I would like you to print all the records below exactly as they are.

===== STORED DATA =====

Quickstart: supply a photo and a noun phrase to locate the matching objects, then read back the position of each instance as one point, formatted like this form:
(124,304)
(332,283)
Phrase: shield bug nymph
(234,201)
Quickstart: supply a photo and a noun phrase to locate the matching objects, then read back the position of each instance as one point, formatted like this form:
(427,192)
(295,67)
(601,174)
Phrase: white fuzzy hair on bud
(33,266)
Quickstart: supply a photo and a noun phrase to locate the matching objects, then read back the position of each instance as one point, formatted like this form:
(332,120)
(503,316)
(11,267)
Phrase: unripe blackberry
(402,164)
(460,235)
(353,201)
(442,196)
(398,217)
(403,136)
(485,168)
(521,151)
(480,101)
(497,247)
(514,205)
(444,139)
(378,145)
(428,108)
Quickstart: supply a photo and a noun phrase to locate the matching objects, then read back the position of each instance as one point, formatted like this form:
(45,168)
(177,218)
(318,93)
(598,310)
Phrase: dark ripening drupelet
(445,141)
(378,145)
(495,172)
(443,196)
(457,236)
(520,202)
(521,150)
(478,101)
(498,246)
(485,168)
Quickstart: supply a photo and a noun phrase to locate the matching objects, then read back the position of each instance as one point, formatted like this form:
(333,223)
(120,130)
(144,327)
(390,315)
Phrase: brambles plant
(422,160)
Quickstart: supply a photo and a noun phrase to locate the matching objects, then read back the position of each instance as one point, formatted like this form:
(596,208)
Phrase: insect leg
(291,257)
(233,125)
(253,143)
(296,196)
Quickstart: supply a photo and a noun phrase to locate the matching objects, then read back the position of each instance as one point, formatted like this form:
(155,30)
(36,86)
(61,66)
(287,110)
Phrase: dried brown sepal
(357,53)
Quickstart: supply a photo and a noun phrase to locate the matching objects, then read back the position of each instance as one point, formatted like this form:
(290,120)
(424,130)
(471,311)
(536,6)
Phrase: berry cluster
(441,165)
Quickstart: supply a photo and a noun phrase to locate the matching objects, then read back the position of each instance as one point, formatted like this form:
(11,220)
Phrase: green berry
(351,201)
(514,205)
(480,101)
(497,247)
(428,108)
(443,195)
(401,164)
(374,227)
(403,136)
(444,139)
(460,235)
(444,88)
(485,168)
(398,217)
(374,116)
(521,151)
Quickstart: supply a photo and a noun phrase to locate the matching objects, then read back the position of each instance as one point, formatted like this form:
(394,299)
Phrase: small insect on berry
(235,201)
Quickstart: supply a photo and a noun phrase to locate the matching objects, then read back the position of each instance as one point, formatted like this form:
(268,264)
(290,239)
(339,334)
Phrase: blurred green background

=====

▸ RESPONSE TO THE EXERCISE
Quickstart: supply a photo and a noun phrase to locate the matching objects, then read back the position of each instance as one point, formatted like this form:
(124,304)
(332,283)
Phrase: shield bug nymph
(234,201)
Quickstart: supply a photo and a noun phrase to locate the matching objects, then read back the position of each instance as one point, formatted like this form:
(427,192)
(295,67)
(601,174)
Phrase: white fuzzy hair on bud
(33,266)
Quickstart: supply a photo and a noun phrase to locate the matching objects, then read back the position of each instance as one point, formatted like this form:
(332,120)
(503,316)
(11,267)
Phrase: unripe blackberry
(402,164)
(460,235)
(353,201)
(442,196)
(398,217)
(403,136)
(485,168)
(521,151)
(480,101)
(497,247)
(514,205)
(444,139)
(378,145)
(428,108)
Quickstart: supply a photo and a noun phrase to locate the matching objects, then read back the position of each instance as one point, formatted like this form:
(45,168)
(177,218)
(318,93)
(598,310)
Phrase: dark ripening drupelet
(445,141)
(378,145)
(495,172)
(443,196)
(457,236)
(520,202)
(521,150)
(478,101)
(498,246)
(485,168)
Quickstart: supply a photo and a noun phrase to locate the matching objects, then read back the position of each instance as one point, formatted like this form:
(333,223)
(120,130)
(144,327)
(390,315)
Phrase: brambles plant
(422,160)
Quickstart: supply a photo and a noun phrase to locate the matching objects, then read back the position of each instance as one point, formatted like this form:
(596,208)
Phrase: insect leg
(291,257)
(233,125)
(253,143)
(296,196)
Quickstart: supply a photo and a noun phrase to locate the matching objects, then read back the position of each instance as one point, formatted like this form:
(155,30)
(36,86)
(61,66)
(287,110)
Phrase: dried brown sepal
(357,53)
Quickstart: supply a photo and a noun phrase to locate the matching objects, then read back the position of each instance as one point, formatted like this form:
(290,120)
(424,130)
(471,311)
(536,6)
Phrase: berry cluster
(441,165)
Quickstart: supply a photo and a noun phrase to locate the matching objects, then read back the position of each instance as one point, formatted like this form:
(11,220)
Phrase: green berry
(351,201)
(514,205)
(480,101)
(497,247)
(428,108)
(443,195)
(401,164)
(374,227)
(403,136)
(444,139)
(460,235)
(444,88)
(485,168)
(398,217)
(374,116)
(521,151)
Quickstart: supply a photo and a noun phrase to locate the matching objects, then read back the position of each instance as one point, formatted like this form:
(394,299)
Phrase: small insect on berry
(235,201)
Quickstart: supply a photo and a noun phrase to locate the matching objects, then read back the position of each instance as one point, formatted like this form:
(268,264)
(290,239)
(339,334)
Phrase: blurred green background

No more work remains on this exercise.